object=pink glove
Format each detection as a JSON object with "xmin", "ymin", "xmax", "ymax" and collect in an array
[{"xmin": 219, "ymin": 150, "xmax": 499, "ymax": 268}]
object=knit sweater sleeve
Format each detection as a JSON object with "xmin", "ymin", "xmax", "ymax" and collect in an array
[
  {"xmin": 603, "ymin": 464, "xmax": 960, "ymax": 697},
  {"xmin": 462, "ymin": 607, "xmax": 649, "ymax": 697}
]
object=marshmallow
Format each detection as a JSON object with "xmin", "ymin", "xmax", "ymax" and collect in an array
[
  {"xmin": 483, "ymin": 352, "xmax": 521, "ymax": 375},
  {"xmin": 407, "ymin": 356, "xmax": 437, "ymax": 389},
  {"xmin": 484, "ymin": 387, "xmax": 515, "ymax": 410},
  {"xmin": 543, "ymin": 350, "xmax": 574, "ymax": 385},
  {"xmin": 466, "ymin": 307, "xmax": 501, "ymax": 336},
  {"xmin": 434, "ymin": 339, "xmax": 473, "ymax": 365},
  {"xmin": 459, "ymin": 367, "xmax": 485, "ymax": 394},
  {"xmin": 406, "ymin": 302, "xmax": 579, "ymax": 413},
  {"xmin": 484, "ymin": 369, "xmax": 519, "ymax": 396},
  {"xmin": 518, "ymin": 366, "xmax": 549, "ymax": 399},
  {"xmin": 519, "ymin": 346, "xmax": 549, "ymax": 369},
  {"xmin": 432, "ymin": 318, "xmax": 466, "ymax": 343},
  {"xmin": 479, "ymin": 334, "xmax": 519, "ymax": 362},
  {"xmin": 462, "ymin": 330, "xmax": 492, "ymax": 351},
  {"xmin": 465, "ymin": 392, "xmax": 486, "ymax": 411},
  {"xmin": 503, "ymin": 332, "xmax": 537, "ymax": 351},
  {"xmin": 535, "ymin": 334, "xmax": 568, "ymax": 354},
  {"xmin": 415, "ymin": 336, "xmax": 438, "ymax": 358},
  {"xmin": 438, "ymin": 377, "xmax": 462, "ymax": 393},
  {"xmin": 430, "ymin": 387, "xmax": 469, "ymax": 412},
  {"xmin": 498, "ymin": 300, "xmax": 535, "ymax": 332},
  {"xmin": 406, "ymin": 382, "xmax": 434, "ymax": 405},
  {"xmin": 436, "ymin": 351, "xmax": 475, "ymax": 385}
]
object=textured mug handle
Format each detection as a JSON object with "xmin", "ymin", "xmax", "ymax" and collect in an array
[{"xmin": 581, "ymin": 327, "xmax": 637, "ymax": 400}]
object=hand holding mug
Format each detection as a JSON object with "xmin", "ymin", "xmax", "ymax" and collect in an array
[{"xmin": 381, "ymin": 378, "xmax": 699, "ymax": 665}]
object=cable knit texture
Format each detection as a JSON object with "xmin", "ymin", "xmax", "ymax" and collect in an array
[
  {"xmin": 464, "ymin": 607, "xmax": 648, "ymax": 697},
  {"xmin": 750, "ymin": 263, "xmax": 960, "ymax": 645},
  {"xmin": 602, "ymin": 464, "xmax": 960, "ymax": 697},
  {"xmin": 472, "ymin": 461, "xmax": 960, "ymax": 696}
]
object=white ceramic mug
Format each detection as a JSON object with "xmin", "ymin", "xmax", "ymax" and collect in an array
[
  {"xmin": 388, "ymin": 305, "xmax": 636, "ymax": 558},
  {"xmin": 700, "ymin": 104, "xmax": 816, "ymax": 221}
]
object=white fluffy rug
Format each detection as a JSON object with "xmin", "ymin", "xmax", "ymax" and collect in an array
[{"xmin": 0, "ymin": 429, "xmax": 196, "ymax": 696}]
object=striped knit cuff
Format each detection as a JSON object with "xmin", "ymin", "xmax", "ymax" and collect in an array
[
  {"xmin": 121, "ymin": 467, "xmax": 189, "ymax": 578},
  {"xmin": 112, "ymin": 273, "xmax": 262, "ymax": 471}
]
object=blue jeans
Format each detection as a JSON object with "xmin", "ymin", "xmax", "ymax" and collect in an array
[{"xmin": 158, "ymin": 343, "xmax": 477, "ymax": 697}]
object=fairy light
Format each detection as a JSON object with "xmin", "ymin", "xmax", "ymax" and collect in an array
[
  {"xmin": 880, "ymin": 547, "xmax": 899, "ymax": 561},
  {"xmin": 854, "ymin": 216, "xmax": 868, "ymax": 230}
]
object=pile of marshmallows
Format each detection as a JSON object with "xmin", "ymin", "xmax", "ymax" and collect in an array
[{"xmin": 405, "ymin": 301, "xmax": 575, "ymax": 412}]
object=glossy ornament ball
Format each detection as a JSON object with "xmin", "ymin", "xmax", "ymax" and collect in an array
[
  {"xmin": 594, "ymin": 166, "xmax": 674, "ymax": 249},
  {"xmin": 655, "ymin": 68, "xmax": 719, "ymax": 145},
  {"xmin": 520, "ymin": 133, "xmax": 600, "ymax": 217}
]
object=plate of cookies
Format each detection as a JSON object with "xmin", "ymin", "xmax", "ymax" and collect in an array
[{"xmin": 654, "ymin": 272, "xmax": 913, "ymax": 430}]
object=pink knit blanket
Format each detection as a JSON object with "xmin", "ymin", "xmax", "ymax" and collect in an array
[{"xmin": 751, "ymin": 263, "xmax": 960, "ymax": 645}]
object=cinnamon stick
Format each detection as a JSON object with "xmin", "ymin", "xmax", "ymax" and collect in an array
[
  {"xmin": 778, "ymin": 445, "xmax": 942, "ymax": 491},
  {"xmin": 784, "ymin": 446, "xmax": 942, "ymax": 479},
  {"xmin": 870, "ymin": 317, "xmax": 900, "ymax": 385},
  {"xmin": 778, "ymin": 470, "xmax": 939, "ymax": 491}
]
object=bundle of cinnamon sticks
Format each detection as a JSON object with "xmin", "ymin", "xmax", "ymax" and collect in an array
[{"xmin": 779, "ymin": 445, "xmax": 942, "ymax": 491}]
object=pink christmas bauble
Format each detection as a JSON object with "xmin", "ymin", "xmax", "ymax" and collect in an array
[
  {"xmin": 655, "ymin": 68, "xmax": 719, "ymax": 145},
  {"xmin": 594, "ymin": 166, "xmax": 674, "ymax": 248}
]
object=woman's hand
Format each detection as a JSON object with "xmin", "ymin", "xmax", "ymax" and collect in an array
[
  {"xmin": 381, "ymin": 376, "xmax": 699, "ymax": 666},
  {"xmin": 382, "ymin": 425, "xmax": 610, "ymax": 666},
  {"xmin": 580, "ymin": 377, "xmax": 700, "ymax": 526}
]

###

Copy word for word the stretch of entries above from the line that has "object=fairy light" through the line that has "object=cinnamon stick", both ends included, and nothing outside it.

• [REPLY]:
object=fairy light
Format each detection as a JSON object with "xmin", "ymin", "xmax", "ymax" and collect in an array
[
  {"xmin": 880, "ymin": 547, "xmax": 899, "ymax": 561},
  {"xmin": 854, "ymin": 216, "xmax": 868, "ymax": 230}
]
object=pile of marshmallows
Format each detection as a JSON object with "xmin", "ymin", "xmax", "ymax" and collect in an array
[{"xmin": 405, "ymin": 301, "xmax": 575, "ymax": 412}]
object=glossy ornament ball
Format each detection as a JSON object with "xmin", "ymin", "xmax", "ymax" and collect in an array
[
  {"xmin": 594, "ymin": 166, "xmax": 674, "ymax": 249},
  {"xmin": 655, "ymin": 68, "xmax": 719, "ymax": 145},
  {"xmin": 520, "ymin": 133, "xmax": 600, "ymax": 217}
]
object=plate of cookies
Format each detection as a JSON object with "xmin", "ymin", "xmax", "ymax" and collect in an array
[{"xmin": 654, "ymin": 272, "xmax": 913, "ymax": 430}]
object=pink knit blanket
Format each detection as a JSON object with "xmin", "ymin", "xmax", "ymax" and collect in an array
[{"xmin": 751, "ymin": 263, "xmax": 960, "ymax": 645}]
object=cinnamon stick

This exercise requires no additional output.